- **WORK REQUIRED**:
Recast the lines below as a Markdown table with two columns, Number and Line, one row per line and no rows for blank lines.

-=-=-

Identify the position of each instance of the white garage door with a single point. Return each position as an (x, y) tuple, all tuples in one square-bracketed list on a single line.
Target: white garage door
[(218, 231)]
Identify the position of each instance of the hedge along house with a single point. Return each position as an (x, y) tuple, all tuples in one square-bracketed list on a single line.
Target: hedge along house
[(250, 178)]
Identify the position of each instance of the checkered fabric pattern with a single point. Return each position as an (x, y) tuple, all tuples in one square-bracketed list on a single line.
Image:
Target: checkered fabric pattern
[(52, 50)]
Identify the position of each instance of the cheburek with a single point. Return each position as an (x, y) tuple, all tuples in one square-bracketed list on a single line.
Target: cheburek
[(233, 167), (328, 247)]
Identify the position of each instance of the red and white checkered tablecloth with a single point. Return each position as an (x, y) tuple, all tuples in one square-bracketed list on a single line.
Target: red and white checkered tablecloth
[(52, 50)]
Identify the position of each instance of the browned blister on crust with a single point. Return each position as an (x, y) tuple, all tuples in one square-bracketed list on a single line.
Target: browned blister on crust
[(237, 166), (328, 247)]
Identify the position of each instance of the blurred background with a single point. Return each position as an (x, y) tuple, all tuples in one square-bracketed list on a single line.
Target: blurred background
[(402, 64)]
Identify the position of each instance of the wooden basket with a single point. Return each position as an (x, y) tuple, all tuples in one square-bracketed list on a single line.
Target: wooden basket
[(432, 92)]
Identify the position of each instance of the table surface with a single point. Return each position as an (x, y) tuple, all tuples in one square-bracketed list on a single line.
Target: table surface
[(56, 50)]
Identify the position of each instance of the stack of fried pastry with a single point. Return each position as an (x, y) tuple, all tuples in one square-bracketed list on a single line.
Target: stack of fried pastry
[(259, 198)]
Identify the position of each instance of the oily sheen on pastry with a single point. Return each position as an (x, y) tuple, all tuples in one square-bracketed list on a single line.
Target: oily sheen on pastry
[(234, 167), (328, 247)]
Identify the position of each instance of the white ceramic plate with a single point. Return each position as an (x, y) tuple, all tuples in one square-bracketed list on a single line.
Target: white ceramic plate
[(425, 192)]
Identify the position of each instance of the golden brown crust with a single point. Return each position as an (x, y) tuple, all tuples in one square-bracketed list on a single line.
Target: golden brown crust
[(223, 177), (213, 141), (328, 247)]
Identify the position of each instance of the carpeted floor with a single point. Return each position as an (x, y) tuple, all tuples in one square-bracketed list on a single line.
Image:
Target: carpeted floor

-=-=-

- **WORKED ANSWER**:
| Number | Line |
|---|---|
| 1 | Identify the position of each instance of the white garage door with a single point. Return each position as an (x, y) tuple, all tuples in one square-bracketed list on a single line. |
| 2 | Target: white garage door |
| 3 | [(218, 231)] |
| 4 | Identify the position of each instance of the hedge along house with a single point. Return each position as an (x, y) tuple, all tuples in one square-bracketed list on a single line. |
| 5 | Target: hedge along house |
| 6 | [(250, 178)] |
| 7 | Identify the position of each instance of the checkered fabric pattern with a single point. Return each position as an (x, y) tuple, all tuples in one square-bracketed list on a single line. |
| 8 | Image: |
| 9 | Target: checkered fabric pattern |
| 10 | [(52, 50)] |
| 11 | Identify the position of each instance of the cheburek with a single point. Return each position as an (x, y) tuple, all tuples in one square-bracketed list on a single line. |
| 12 | Target: cheburek |
| 13 | [(233, 167), (328, 247)] |
| 14 | Identify the position of each instance of the red and white checkered tablecloth with a single point. Return each position as an (x, y) tuple, all tuples in one square-bracketed list on a single line. |
| 15 | Target: red and white checkered tablecloth |
| 16 | [(52, 50)] |
| 17 | Identify the position of each instance of the browned blister on crust with a single point. Return each position as an (x, y) tuple, all tuples in one square-bracketed list on a single line. |
| 18 | Target: browned blister on crust |
| 19 | [(237, 166), (328, 247)] |
| 20 | Identify the position of each instance of the blurred background with a single point. Return each position as an (x, y) tuple, all tuples in one square-bracketed list on a single line. |
| 21 | Target: blurred background |
| 22 | [(402, 64)] |
| 23 | Identify the position of each instance of the wooden basket with a single point. Return each position as an (x, y) tuple, all tuples in one square-bracketed list on a single line. |
| 24 | Target: wooden basket |
| 25 | [(432, 92)] |
| 26 | Identify the position of each instance of the table surface with a single point. Return each position as an (x, y) tuple, all tuples in one square-bracketed list on a single line. |
| 27 | Target: table surface |
| 28 | [(56, 50)] |
| 29 | Identify the position of each instance of the stack of fried pastry with a single point. Return each position as an (x, y) tuple, all tuples in one square-bracketed list on a single line. |
| 30 | Target: stack of fried pastry |
| 31 | [(259, 198)] |
| 32 | Identify the position of each instance of the oily sheen on pastry with a single point. Return each position as an (x, y) tuple, all tuples in one square-bracketed list on a single line. |
| 33 | Target: oily sheen on pastry |
| 34 | [(234, 167), (328, 247)] |
| 35 | Identify the position of each instance of the white ceramic plate with a single point. Return each position as an (x, y) tuple, all tuples in one square-bracketed list on a single line. |
| 36 | Target: white ceramic plate |
| 37 | [(425, 192)] |
| 38 | Identify the position of each instance of the golden brown crust with a single point. Return each position as an (x, y) tuple, all tuples in one square-bracketed list on a single line. |
| 39 | Target: golden brown crust |
| 40 | [(223, 177), (213, 141), (328, 247)] |
| 41 | Identify the position of each instance of the carpeted floor with a single point. Return each position as an (x, y) tuple, all tuples in one square-bracketed list on a single line. |
| 42 | Image: |
| 43 | Target: carpeted floor |